### THE TASK
Nothing in the records may be dropped. Retype them all exactly.
* * * * *
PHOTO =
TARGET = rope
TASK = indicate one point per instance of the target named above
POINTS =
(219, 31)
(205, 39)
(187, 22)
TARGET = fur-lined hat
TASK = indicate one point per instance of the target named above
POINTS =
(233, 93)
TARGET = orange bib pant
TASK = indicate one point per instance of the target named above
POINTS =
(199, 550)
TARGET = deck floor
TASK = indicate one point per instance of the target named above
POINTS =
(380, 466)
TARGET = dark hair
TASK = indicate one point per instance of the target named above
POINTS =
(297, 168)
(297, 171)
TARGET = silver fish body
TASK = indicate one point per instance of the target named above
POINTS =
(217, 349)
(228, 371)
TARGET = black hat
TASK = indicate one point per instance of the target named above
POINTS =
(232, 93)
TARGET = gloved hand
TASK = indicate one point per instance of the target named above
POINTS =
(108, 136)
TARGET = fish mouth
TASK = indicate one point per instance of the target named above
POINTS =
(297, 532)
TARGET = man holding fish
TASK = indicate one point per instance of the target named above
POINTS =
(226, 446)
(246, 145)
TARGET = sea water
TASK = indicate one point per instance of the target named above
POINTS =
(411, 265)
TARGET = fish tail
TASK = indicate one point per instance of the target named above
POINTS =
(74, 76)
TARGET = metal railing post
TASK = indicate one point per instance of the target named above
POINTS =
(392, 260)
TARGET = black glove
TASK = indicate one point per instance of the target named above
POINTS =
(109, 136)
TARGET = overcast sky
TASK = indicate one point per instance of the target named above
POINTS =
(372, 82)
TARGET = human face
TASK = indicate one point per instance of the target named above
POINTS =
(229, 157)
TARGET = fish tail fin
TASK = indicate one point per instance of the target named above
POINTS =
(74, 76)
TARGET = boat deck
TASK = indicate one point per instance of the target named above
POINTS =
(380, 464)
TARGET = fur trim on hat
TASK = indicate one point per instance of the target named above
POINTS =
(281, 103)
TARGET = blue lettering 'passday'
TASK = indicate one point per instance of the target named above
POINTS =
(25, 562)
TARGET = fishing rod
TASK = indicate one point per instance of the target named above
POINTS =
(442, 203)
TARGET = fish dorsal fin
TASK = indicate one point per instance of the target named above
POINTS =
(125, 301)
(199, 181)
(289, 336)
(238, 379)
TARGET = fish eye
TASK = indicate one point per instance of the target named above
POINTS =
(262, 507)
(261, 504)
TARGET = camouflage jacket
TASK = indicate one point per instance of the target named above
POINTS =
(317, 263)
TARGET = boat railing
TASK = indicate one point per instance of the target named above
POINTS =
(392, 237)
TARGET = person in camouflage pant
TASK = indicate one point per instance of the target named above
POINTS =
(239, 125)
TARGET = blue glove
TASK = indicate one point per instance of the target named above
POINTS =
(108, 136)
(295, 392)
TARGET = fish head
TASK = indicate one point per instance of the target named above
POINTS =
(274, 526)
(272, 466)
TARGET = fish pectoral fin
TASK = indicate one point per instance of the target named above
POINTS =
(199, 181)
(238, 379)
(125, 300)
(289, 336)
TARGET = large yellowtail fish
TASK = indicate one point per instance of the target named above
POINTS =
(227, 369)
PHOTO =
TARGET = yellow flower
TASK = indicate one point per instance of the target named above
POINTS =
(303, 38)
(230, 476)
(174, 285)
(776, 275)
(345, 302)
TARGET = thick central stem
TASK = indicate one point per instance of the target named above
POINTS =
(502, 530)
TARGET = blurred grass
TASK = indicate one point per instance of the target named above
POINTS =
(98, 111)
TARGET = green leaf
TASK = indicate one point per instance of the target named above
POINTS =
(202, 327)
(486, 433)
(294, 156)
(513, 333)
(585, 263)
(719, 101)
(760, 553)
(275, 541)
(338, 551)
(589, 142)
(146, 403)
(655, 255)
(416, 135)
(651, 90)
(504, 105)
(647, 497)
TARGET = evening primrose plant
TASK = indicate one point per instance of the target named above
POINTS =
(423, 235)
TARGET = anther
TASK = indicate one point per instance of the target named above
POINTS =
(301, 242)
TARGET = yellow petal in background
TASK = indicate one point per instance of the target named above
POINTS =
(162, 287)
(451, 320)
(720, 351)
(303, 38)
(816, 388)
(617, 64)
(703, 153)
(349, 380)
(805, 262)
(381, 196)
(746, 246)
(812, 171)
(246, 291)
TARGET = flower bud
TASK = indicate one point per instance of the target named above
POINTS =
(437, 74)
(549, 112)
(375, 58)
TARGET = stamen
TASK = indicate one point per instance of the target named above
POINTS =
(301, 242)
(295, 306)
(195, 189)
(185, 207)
* * * * *
### RESPONSE FOR THIS EXERCISE
PHOTO =
TARGET = rope
TASK = indicate one point per instance of the target named above
POINTS =
(219, 31)
(205, 39)
(187, 22)
TARGET = fur-lined hat
TASK = indicate one point per instance of the target named above
POINTS =
(233, 93)
TARGET = orange bib pant
TASK = indicate one point per instance of the target named above
POINTS =
(199, 550)
TARGET = deck floor
TASK = indicate one point per instance of the target named above
POINTS =
(380, 466)
TARGET = dark hair
TASK = indicate one point per instance of the target named above
POINTS =
(297, 168)
(297, 171)
TARGET = silver fish body
TASK = indicate one point per instance of the target named above
POINTS =
(217, 349)
(228, 371)
TARGET = black hat
TASK = indicate one point per instance of the target named above
POINTS =
(232, 93)
TARGET = gloved hand
TASK = indicate one point per instance of the target named above
POINTS =
(108, 136)
TARGET = fish mouth
TASK = indicate one point per instance of the target named above
POINTS =
(297, 532)
TARGET = man holding fish
TASK = indicate one point per instance of the target named above
POINTS =
(226, 446)
(246, 145)
TARGET = sea water
TASK = indicate one point per instance of the target named above
POINTS =
(411, 265)
TARGET = fish tail
TASK = indicate one point per instance of the target named above
POINTS =
(74, 76)
TARGET = metal railing post
TASK = indicate one point per instance of the target named above
POINTS =
(392, 260)
TARGET = black glove
TASK = indicate one point per instance of the target named above
POINTS =
(109, 136)
TARGET = overcast sky
TASK = indicate one point per instance of the target named above
POINTS =
(372, 82)
TARGET = human face
TASK = indicate one point per instance of the target named above
POINTS =
(229, 157)
TARGET = fish tail fin
TASK = indicate one point per instance of the target named above
POINTS =
(74, 76)
TARGET = boat deck
TASK = indicate one point per instance of the target named above
POINTS =
(380, 464)
TARGET = fur trim on hat
TASK = indicate one point per instance of the target named above
POINTS =
(281, 103)
TARGET = blue lettering 'passday'
TASK = indicate one point per instance of the target named above
POINTS =
(25, 562)
TARGET = fishing rod
TASK = indicate one point per instance of the target named above
POINTS =
(442, 203)
TARGET = fish dorsal fin
TASK = indicate one point per instance of the target named above
POINTS =
(125, 301)
(199, 181)
(289, 336)
(238, 379)
TARGET = fish eye
TASK = indicate one point per instance of the target named above
POINTS =
(262, 507)
(261, 504)
TARGET = camouflage jacket
TASK = indicate one point per instance of the target named above
POINTS =
(317, 263)
TARGET = boat railing
TASK = indicate one point per instance of the target named above
POINTS =
(392, 237)
TARGET = person in camouflage pant
TASK = indicate one point per instance of the target named above
POINTS =
(239, 125)
TARGET = blue glove
TASK = indicate one point per instance of the target named above
POINTS =
(108, 136)
(295, 392)
TARGET = fish head
TASK = indicate one point per instance of the target named above
POINTS =
(274, 526)
(272, 466)
TARGET = fish pectoral fin
TASK = indicate one point per instance of the target named above
POINTS =
(199, 181)
(238, 379)
(125, 300)
(289, 336)
TARGET = large yellowtail fish
TASK = indicate one point per instance of the target named above
POINTS =
(227, 369)
PHOTO =
TARGET = yellow flower
TASK = indicate one point per instance of the target named above
POINTS =
(303, 38)
(230, 476)
(174, 285)
(776, 275)
(345, 302)
TARGET = thick central stem
TASK = indicate one point per instance of the target named above
POINTS =
(502, 530)
TARGET = blurred grass
TASK = indicate one point per instance of the target named above
POINTS =
(98, 111)
TARGET = green leaf
TASK = indicate one point per instance of the target named above
POINTS =
(202, 327)
(486, 433)
(294, 156)
(513, 333)
(585, 263)
(719, 101)
(760, 553)
(275, 541)
(338, 551)
(589, 142)
(146, 403)
(655, 255)
(416, 135)
(651, 90)
(504, 105)
(647, 497)
TARGET = evening primrose plant
TASK = indicate one point per instance of the target named above
POINTS =
(423, 235)
TARGET = anther
TASK = indicate one point per instance of the target named above
POINTS =
(301, 242)
TARGET = yellow petal in background
TASK = indicate one point per instance of the target named above
POINTS =
(162, 287)
(451, 320)
(720, 351)
(303, 38)
(816, 388)
(617, 64)
(703, 153)
(349, 380)
(805, 262)
(381, 196)
(746, 246)
(812, 171)
(246, 291)
TARGET = flower bud
TASK = indicate one point per instance of the target named above
POINTS =
(437, 74)
(549, 112)
(375, 58)
TARGET = stamen
TASK = indicate one point per instance of the target named above
POINTS =
(301, 242)
(295, 306)
(195, 189)
(185, 207)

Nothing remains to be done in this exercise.